Proposals to accelerate the development of tuberculosis (TB) drugs were outlined today at the conclusion of a two-day symposium titled 'No Time to Wait' convened in New York this week by the international medical humanitarian organization Doctors Without Borders/Medecins Sans Frontieres (MSF) with the support of Howard P. Milstein and Weill Cornell Medical College's Abby and Howard P. Milstein Program in Chemical Biology. The symposium brought together more than 100 TB specialists, drug developers and regulators, policy makers, donors and activists to outline practical proposals to fill the gaps in TB drug research and development (R&D).

'We are failing people with TB,' said Dr. Tido von Schoen-Angerer, Director
of MSF's Campaign for Access to Essential Medicines. 'Diagnosing and
treating TB is one of the greatest challenges facing health care providers
around the world. Things are going from bad to worse with multi-drug
resistant TB and even extensively drug resistant (XDR) TB, particularly in
settings with high HIV prevalence. The urgency for new tools could not be
greater, there is no time to wait.'

TB kills nearly two million people per year, primarily because of
inadequate diagnostic and treatment tools. While roughly one drug for HIV
has been developed each year since the start of the epidemic 25 years ago,
the latest novel TB drug in today's standard therapy was developed in the
1960s. Basic science is not being translated into new TB drugs needed to
improve treatment, according to an MSF analysis of the TB drug pipeline.

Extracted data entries
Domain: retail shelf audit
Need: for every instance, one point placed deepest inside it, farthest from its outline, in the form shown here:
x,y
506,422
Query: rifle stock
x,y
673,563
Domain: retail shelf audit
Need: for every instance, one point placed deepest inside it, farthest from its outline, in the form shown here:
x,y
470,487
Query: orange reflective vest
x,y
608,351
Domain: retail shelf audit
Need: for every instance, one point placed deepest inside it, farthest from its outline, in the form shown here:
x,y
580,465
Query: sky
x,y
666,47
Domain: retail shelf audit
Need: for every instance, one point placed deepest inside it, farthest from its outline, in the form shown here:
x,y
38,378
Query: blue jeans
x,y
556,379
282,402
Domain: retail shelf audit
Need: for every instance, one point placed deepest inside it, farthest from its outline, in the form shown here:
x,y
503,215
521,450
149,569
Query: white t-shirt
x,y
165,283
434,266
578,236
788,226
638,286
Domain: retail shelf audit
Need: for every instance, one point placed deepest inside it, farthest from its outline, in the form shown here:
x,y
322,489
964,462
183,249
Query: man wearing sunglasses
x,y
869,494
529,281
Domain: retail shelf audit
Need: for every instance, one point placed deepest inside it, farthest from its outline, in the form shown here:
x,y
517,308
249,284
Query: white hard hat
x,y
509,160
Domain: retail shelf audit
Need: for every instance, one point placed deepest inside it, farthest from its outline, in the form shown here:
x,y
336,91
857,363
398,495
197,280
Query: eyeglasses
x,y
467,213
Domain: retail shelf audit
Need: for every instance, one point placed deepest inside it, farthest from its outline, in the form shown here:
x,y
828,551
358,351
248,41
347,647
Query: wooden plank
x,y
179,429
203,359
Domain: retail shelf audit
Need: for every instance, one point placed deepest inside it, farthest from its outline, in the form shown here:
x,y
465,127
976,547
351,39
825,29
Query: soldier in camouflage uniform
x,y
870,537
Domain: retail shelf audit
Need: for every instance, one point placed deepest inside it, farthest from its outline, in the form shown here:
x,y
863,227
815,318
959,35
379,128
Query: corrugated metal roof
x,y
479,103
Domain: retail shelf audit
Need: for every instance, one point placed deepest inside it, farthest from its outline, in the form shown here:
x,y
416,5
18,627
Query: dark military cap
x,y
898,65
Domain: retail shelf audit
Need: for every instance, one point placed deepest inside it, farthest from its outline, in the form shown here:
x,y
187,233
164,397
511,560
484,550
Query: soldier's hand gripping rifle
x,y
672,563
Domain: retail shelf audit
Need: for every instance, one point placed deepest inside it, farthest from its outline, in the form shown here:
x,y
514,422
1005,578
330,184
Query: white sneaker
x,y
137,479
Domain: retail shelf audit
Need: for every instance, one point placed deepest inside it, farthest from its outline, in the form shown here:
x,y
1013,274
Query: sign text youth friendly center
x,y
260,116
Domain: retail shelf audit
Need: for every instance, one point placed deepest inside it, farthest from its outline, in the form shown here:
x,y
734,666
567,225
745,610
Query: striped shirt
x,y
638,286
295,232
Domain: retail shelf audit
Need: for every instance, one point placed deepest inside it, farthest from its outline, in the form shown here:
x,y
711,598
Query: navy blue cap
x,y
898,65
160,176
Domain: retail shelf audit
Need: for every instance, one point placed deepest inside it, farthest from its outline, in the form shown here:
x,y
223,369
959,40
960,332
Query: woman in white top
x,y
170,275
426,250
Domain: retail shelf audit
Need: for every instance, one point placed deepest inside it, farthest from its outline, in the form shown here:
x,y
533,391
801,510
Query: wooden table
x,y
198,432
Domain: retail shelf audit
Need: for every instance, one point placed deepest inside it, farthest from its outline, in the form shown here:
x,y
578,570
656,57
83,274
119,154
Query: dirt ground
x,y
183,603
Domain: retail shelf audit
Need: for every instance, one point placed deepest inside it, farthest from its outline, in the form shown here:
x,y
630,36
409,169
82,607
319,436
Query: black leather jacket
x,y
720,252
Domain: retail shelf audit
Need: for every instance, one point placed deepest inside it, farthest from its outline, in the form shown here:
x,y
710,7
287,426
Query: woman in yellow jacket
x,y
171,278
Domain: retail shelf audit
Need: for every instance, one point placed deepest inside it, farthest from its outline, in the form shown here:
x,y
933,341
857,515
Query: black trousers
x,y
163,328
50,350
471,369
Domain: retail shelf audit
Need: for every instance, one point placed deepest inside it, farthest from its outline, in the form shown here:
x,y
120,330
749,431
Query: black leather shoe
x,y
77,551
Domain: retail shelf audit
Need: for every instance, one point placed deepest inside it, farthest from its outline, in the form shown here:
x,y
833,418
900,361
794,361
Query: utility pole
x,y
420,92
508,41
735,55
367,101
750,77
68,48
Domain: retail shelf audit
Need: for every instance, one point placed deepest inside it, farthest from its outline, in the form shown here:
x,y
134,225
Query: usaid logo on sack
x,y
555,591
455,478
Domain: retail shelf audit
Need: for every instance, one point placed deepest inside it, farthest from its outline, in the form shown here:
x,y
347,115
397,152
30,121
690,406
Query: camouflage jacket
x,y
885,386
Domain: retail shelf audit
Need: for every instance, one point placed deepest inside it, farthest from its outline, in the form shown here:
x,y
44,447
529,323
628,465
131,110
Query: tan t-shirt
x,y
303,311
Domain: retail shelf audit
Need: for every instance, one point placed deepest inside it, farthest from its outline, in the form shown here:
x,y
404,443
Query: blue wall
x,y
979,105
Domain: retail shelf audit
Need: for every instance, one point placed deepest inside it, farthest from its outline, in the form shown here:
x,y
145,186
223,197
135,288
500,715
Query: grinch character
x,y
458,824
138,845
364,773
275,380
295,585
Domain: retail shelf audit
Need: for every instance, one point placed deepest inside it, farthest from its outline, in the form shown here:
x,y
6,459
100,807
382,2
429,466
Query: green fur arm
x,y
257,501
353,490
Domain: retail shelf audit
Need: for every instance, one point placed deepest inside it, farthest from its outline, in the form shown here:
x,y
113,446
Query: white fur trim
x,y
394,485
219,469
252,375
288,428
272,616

==

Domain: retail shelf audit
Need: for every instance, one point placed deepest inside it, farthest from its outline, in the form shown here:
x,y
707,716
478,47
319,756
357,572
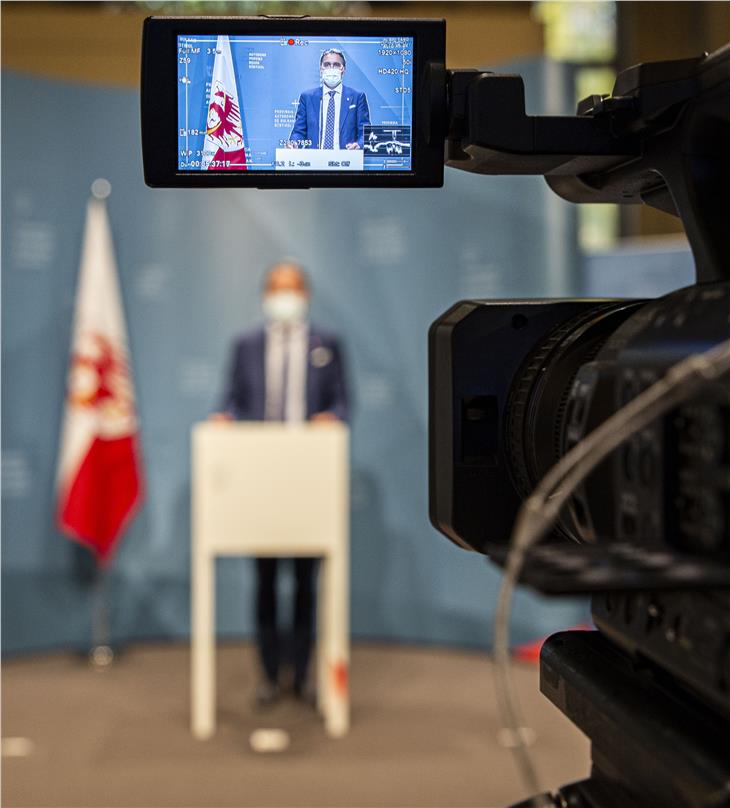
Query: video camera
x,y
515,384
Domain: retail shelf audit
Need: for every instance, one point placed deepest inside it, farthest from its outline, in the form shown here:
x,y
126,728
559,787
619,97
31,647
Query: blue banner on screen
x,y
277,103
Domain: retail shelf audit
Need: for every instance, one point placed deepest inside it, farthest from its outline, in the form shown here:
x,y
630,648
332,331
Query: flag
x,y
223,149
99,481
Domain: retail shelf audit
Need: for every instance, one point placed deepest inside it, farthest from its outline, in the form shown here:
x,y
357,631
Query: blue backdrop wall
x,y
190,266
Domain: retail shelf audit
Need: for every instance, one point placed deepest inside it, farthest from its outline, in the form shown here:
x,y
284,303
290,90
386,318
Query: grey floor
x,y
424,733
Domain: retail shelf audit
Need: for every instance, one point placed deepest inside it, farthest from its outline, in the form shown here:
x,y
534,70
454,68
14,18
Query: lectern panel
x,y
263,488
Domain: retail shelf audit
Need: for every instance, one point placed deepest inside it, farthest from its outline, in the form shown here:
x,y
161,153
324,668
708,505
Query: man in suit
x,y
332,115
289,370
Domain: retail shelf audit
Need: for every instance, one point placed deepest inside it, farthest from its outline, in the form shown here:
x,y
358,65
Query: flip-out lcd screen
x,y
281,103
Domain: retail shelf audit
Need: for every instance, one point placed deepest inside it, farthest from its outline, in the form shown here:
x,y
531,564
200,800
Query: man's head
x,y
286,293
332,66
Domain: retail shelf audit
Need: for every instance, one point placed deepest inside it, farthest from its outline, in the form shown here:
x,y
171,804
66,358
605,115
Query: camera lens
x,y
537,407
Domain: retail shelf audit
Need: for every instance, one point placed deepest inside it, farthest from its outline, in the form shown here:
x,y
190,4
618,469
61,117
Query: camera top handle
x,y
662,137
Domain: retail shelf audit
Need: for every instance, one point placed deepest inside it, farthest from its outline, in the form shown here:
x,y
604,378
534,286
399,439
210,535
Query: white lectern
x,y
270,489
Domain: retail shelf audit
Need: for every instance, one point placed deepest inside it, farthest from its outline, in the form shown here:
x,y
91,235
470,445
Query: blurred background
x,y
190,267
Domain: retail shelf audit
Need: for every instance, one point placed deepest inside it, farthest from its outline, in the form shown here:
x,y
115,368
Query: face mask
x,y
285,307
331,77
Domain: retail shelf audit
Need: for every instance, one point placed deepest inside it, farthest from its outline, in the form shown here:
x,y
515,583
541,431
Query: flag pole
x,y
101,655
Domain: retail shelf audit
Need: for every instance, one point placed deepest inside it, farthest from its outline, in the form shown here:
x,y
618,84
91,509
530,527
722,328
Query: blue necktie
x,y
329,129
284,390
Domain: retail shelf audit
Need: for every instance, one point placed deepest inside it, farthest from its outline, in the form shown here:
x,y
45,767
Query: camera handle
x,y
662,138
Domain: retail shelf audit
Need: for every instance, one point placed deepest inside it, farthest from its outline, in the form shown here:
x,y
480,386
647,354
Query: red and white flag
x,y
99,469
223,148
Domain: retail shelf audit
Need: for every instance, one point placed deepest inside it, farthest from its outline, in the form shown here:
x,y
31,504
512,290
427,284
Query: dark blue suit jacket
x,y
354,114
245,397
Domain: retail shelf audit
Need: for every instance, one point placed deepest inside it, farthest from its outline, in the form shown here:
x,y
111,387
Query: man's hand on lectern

---

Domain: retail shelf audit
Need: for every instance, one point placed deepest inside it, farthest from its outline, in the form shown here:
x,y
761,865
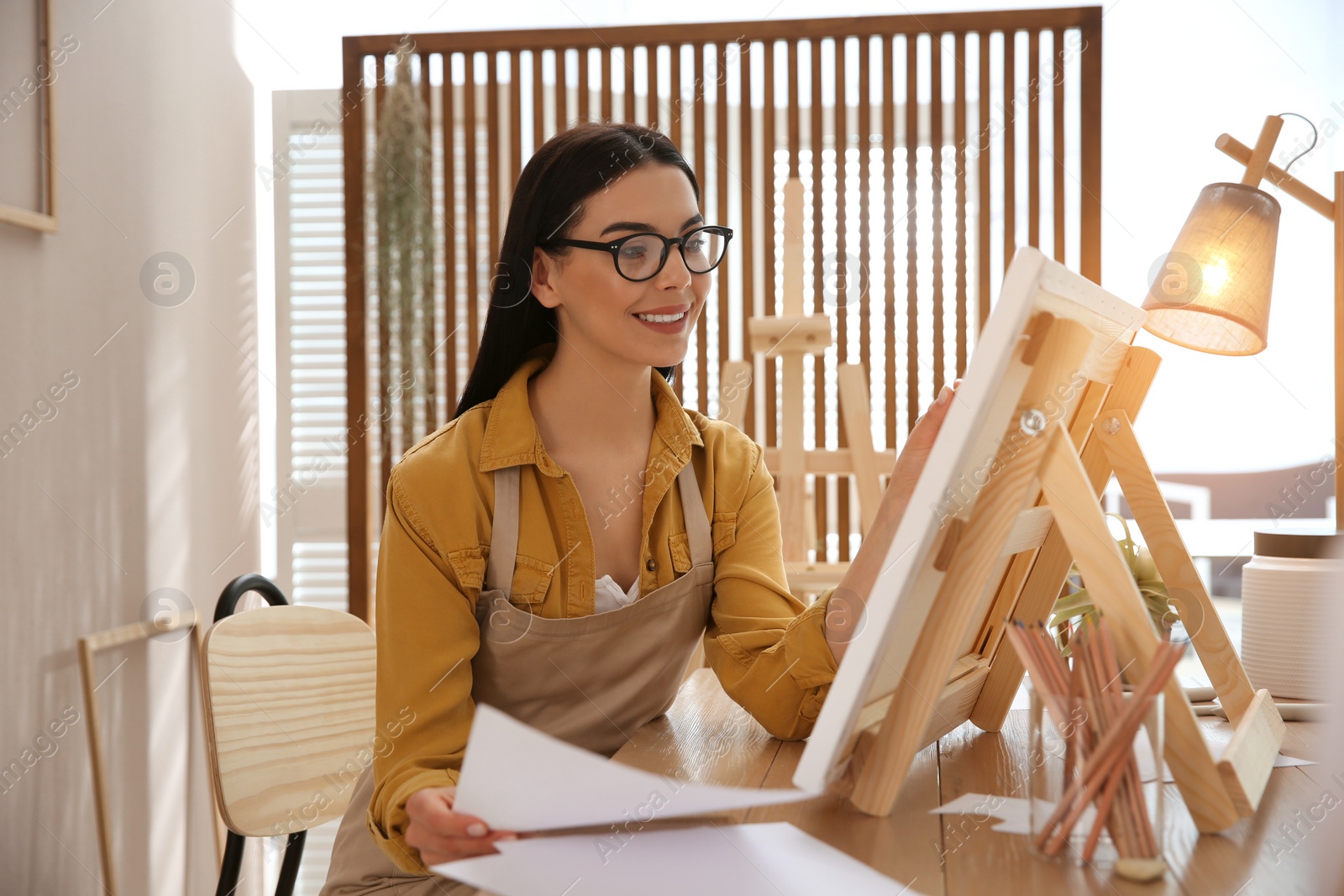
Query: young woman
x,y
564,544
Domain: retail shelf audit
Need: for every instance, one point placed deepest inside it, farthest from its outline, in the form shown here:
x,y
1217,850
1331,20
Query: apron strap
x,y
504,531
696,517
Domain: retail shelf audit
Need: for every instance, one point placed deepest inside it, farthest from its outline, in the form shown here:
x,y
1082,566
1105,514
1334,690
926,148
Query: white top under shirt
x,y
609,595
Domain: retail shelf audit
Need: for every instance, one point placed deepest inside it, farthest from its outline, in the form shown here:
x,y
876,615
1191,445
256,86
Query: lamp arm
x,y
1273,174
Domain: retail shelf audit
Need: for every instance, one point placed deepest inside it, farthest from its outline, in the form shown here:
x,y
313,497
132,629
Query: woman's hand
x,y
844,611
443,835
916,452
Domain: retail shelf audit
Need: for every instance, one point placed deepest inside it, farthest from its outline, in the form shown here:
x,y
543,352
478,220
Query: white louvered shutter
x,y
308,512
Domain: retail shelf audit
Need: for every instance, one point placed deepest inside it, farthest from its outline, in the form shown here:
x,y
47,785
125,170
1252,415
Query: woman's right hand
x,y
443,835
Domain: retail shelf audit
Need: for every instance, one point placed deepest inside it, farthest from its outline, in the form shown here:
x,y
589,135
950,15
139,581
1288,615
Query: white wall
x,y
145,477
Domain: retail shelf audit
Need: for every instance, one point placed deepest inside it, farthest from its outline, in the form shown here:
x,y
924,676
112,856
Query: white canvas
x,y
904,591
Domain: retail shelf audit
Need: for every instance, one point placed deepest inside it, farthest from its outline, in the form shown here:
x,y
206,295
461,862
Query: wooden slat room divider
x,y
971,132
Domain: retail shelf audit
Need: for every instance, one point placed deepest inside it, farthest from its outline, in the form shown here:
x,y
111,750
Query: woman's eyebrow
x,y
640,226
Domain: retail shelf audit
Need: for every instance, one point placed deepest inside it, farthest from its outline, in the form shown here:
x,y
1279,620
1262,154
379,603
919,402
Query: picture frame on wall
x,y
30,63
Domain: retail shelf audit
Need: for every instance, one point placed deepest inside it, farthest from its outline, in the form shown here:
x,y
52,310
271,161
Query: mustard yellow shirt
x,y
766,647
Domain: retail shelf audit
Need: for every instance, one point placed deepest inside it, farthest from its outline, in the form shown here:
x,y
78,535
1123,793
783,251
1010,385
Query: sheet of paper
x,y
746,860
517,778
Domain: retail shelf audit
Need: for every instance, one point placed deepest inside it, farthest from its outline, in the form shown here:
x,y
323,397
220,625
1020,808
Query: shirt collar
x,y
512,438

Tasks to perform
• a. Which groups of participants does the text on the TB drug symposium say the meeting brought together?
• b. Can you write what follows in the text on the TB drug symposium, starting after its last sentence?

Answers to the problems
• a.
- TB specialists
- drug developers and regulators
- policy makers
- donors
- activists

• b.
There are not enough promising drugs in the pipeline and serious funding
gaps prevent the development of candidate drug compounds through to
clinical trials.

Resistance to TB drugs is growing at a rapid pace, with 450,000 new cases
of drug-resistant TB detected each year. The recent detection of hundreds
of cases of XDR-TB, which is extremely difficult and sometimes impossible
to treat, adds further urgency to the situation. TB remains the main killer
of people with HIV, in large part because existing TB drugs and tests are
poorly adapted for use in people with HIV and AIDS.

'In TB research, there needs to be a convergence of innovation, incentive,
and access,' said Dr. Carl Nathan, Rees Pritchett Professor of Microbiology
and Chairman of Microbiology and Immunology at Weill Cornell Medical
College. 'We need to see openness, leadership and collaboration among all
TB actors.'

Experts attending the symposium emphasized several actions that urgently
need to be taken to improve the situation:

1. Drastically increase funding of TB R&D
2. Accelerate drug discovery
3. Expand clinical trial capacity and speed up clinical development
4. Commit to global TB R&D leadership
5. Support new approaches to R&D, such as a global R&D framework

   (Conference statement attached)

'We need increased clinical trial capacity, fast-tracked clinical trials,
and criteria for compassionate use of important candidate drugs,' said Dr.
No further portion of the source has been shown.